+++ Supplied entries +++
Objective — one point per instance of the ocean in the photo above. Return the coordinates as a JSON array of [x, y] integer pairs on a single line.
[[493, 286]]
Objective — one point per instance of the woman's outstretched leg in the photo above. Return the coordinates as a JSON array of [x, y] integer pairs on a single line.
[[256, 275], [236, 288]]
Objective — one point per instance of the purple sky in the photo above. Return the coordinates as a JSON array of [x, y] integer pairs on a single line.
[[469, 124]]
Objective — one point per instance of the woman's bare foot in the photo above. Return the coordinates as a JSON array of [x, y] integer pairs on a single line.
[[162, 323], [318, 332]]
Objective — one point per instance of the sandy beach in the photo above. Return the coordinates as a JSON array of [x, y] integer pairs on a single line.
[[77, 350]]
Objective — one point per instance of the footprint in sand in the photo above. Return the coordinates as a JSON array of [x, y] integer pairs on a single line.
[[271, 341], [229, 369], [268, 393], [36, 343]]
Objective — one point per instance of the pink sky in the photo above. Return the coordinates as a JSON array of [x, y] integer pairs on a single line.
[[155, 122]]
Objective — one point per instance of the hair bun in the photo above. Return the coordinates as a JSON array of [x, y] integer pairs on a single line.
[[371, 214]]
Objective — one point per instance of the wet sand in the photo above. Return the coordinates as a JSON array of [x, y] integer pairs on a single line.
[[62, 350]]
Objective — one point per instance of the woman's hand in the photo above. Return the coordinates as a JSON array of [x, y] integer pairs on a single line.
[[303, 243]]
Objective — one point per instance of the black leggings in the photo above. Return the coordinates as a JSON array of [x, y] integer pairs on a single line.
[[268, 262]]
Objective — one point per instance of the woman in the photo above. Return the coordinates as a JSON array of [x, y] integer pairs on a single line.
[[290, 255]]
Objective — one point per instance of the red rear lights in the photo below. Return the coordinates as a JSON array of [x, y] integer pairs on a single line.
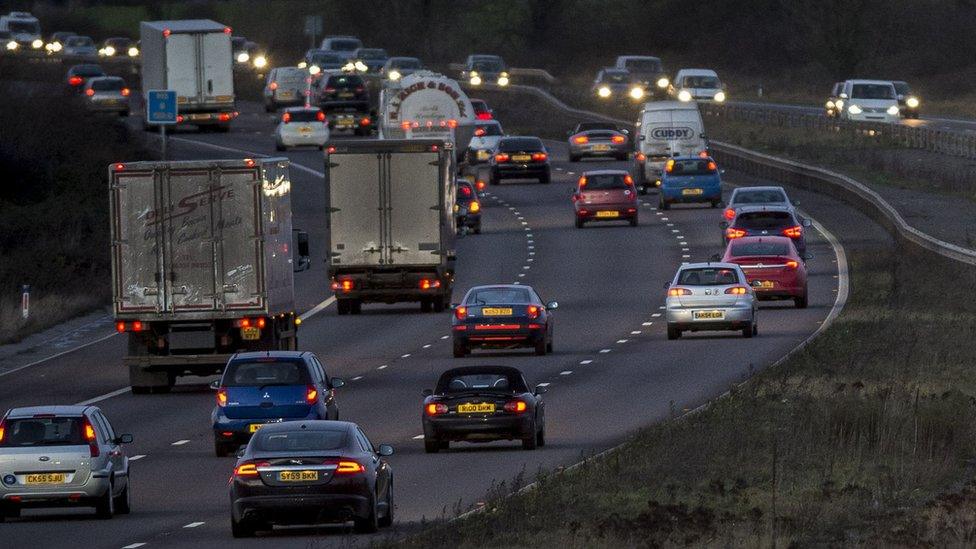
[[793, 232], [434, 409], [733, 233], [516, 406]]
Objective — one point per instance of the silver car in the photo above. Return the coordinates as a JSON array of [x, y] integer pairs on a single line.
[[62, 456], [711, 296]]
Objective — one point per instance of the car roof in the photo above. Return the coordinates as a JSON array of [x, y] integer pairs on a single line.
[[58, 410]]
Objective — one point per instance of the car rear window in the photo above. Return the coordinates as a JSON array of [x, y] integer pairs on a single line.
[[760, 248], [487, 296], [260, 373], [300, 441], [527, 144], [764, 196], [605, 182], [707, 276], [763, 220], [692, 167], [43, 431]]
+++
+++ Supplied entries +++
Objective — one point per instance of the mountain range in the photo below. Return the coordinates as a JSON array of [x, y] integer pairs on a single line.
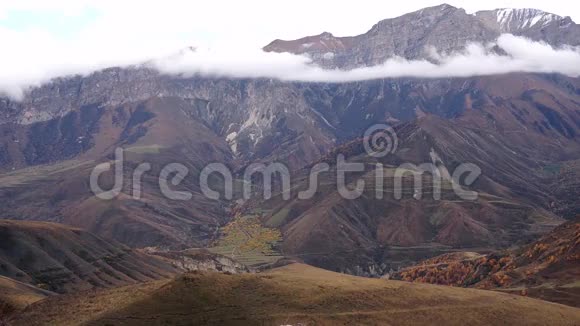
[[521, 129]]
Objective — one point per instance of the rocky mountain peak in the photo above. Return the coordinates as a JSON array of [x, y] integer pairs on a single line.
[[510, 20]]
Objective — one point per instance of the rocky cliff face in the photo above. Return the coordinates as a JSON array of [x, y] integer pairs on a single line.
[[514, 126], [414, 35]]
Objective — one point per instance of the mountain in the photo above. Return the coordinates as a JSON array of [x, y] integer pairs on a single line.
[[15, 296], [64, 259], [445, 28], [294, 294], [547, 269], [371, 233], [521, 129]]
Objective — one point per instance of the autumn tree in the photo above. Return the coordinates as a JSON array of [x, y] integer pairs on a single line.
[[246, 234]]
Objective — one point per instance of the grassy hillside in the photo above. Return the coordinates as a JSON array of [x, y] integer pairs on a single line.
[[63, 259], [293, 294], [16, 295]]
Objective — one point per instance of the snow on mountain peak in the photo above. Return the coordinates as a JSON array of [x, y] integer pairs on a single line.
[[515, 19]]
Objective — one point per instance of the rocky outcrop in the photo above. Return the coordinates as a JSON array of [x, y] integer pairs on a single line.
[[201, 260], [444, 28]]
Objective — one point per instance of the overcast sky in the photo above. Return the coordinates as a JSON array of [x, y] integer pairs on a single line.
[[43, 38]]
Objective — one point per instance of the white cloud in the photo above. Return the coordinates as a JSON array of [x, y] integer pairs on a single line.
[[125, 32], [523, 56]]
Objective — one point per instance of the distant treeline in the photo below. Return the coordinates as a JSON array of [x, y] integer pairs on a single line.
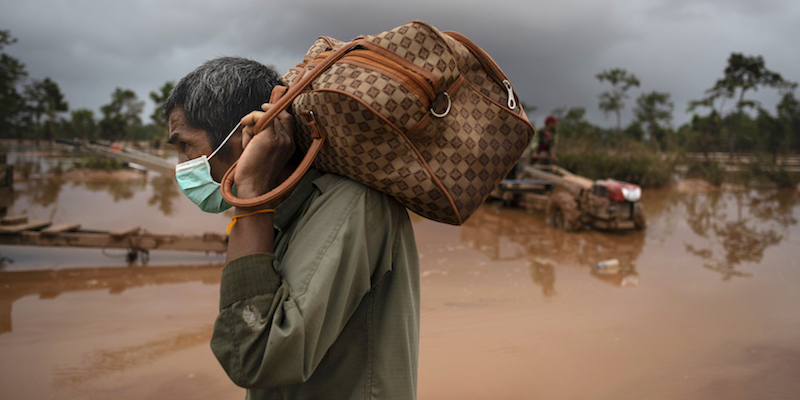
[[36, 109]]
+++
(Work instructions): Please rewrite the stretch of data from the line containing "Objective — one point per instance of the hair" through the line containing "[[303, 243]]" as a two-column CSV with the headers instruction and points. Give one row for each instruction and its points, with each value in a single quoted field and any line breaks replaced by spaces.

(Output for this task):
instruction,points
"Objective — one point per instance of the hair bun in the photo above. Return the coordinates as a JSON array of [x, y] integer pairs on a single line.","[[371, 214]]"
"Objective — one point per instance of the wet sand in the photo above. Return the coordinates as a JSON array of [x, y] integer pairs on a single line.","[[62, 350]]"
"Objective — one point per instance of the woman's hand in the photo above. Return the coordinates as a JSON array of [x, y] integer pairs on a single line.","[[303, 243]]"